§ **Work to be completed**: Locate, in the data below, the line that contains "One dot per instance of the barbed" and the line that contains "One dot per instance of the airplane wing"; reproduce exactly those two lines and every line between them, nothing more.

§ **Items from a dataset**:
>>>>>

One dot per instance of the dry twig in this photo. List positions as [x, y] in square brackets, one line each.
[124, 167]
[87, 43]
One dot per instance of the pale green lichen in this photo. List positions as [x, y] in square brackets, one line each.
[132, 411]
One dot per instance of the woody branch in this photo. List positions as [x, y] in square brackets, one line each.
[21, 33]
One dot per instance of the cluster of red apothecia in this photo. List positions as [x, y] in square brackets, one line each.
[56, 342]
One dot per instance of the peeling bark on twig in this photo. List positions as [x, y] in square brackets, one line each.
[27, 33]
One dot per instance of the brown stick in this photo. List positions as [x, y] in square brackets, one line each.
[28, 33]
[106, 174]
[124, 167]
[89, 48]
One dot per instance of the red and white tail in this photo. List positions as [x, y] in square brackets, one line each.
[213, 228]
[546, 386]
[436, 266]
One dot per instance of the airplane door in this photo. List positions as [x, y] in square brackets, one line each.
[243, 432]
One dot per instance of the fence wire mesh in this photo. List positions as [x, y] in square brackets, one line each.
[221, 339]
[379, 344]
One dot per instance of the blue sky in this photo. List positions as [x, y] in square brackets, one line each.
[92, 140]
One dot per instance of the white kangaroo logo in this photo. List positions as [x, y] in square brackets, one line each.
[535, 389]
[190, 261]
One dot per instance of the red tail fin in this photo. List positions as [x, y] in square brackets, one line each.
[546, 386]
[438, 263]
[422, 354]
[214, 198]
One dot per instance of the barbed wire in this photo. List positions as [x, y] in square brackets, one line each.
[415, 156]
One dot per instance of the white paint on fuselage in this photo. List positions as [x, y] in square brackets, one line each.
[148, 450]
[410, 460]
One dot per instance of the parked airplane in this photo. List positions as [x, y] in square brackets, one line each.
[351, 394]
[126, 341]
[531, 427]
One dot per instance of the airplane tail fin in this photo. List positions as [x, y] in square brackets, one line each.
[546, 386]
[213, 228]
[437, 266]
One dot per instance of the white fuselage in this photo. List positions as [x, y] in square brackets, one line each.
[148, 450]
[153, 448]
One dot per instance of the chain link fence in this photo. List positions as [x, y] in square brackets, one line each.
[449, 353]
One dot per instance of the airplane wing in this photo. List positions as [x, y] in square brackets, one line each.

<<<<<
>>>>>

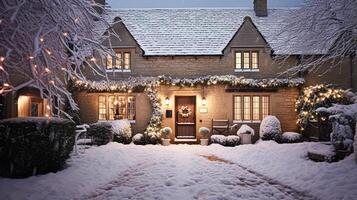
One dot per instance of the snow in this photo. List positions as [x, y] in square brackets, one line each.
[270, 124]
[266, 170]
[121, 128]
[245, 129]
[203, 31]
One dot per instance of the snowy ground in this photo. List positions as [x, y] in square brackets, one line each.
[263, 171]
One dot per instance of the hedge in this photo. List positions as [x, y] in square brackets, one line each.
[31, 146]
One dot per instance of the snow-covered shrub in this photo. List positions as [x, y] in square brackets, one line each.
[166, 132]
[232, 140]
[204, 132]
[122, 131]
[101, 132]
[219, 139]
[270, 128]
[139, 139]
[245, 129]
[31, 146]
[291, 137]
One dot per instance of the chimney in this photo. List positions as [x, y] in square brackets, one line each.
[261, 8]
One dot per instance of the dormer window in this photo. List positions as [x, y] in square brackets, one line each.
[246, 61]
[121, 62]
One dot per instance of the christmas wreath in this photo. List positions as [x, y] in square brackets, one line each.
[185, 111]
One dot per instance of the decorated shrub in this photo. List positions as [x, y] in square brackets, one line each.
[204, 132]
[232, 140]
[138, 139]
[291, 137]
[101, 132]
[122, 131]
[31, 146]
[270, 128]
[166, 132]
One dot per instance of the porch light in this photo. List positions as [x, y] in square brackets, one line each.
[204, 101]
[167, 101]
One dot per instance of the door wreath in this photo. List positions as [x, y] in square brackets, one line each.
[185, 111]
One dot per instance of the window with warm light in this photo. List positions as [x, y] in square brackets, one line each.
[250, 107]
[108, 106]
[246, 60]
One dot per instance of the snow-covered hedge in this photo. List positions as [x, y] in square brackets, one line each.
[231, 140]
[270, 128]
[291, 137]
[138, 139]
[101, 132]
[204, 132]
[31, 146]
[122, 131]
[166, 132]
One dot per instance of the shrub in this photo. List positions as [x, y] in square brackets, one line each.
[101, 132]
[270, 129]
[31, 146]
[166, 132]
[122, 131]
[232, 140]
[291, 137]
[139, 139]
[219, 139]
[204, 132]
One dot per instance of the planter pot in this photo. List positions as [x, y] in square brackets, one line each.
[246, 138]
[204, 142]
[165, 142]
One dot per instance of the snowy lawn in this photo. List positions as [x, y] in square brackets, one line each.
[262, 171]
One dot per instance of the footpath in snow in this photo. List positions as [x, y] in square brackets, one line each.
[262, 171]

<<<<<

§ **Task output**:
One dot per instance of the barbed wire in this photo. List positions as [x, y] in square brackets, one line each.
[415, 156]
One dot per instance of the white paint on fuselage in this photo. List positions as [x, y] in square brackets, one line each.
[148, 450]
[410, 460]
One dot per instance of the parked airplane in this photo. List positions as [x, y] in square brackets, one line each.
[351, 394]
[126, 341]
[531, 427]
One dot per instance of the airplane tail fin in this photo. List positions as [x, y] in square brackets, one line each.
[546, 386]
[213, 228]
[437, 266]
One dot per instance of the white fuselage in this photo. List positions as [x, y] in square brackets, one line each.
[148, 450]
[153, 448]
One dot per instance of the chain link fence in this photo. List positions as [x, y] in square brackets, one line each.
[449, 353]
One dot per instance of the airplane wing in this photo. List positions as [x, y] in square brackets, one line each.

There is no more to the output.